## 已知数据:
-- -- --

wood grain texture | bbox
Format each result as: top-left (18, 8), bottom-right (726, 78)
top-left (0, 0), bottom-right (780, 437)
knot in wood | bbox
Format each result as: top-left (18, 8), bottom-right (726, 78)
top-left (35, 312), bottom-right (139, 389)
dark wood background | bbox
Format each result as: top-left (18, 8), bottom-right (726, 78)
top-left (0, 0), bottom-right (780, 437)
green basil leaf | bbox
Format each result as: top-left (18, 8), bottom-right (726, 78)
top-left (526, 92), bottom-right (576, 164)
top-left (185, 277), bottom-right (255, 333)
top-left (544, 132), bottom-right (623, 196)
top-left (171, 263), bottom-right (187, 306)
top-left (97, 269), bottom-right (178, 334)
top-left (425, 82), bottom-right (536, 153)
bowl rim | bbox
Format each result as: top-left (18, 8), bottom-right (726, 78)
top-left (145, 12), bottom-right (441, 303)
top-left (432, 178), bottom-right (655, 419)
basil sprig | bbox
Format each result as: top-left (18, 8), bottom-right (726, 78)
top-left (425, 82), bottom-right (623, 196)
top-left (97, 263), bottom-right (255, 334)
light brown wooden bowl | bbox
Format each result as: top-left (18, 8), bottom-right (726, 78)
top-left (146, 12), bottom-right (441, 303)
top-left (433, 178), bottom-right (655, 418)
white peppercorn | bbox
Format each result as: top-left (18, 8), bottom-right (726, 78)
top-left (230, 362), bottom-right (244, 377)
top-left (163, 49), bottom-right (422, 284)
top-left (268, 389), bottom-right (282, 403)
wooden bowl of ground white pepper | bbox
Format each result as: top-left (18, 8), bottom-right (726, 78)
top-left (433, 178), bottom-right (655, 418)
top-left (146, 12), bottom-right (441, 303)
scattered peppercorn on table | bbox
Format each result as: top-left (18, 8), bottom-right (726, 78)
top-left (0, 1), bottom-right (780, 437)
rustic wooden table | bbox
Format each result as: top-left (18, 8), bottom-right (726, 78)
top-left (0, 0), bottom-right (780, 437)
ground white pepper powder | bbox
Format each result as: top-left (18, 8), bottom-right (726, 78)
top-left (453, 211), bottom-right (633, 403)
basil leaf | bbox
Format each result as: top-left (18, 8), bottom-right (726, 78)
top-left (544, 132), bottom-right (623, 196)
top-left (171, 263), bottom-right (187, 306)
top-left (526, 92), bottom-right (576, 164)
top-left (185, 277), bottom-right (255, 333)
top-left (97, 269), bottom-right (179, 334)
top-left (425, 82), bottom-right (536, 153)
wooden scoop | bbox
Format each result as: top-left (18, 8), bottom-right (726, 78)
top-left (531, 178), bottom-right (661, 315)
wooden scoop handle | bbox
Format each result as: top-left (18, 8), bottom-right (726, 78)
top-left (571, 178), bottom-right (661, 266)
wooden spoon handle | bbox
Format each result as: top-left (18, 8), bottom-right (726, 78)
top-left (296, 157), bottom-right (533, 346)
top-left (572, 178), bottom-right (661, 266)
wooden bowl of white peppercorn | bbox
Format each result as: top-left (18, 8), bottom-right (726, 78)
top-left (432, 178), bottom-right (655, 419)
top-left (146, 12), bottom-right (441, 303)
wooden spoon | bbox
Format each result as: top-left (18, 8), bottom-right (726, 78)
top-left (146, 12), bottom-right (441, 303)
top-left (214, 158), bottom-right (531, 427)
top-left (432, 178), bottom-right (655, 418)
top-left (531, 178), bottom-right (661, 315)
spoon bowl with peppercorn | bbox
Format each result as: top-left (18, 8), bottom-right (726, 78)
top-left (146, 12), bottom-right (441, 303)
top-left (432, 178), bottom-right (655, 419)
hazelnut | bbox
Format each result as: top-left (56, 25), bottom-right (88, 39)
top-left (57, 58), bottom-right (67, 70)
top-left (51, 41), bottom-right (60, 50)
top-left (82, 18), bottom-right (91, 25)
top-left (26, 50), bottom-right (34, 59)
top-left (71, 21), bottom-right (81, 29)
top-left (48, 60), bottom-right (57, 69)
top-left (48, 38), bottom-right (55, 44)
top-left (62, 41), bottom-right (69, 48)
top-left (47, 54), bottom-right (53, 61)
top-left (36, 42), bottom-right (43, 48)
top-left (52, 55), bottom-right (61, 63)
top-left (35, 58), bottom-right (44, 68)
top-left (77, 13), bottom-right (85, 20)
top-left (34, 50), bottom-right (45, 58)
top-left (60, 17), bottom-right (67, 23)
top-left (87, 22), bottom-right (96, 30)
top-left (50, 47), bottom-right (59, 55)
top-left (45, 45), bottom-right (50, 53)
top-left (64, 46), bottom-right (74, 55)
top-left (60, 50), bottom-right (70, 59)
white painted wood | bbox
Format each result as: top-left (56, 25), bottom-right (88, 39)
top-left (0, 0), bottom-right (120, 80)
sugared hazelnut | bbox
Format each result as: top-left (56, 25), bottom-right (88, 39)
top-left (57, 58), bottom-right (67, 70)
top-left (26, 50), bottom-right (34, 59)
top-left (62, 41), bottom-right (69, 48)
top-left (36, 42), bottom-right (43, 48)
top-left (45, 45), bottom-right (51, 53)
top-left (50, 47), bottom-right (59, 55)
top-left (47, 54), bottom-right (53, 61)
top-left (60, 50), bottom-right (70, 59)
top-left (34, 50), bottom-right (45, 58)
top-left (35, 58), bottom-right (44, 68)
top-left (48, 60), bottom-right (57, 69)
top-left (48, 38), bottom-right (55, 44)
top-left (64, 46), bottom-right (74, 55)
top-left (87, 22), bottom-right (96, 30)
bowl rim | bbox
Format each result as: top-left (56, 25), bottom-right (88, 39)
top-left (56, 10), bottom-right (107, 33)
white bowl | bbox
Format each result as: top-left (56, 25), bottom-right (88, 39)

-- -- --

## 题目要求:
从上面的数据中挑出所有包含词语“spoon”的行，并将这些行完整抄写出来。

## 练习结果:
wooden spoon handle | bbox
wooden spoon | bbox
spoon bowl with peppercorn | bbox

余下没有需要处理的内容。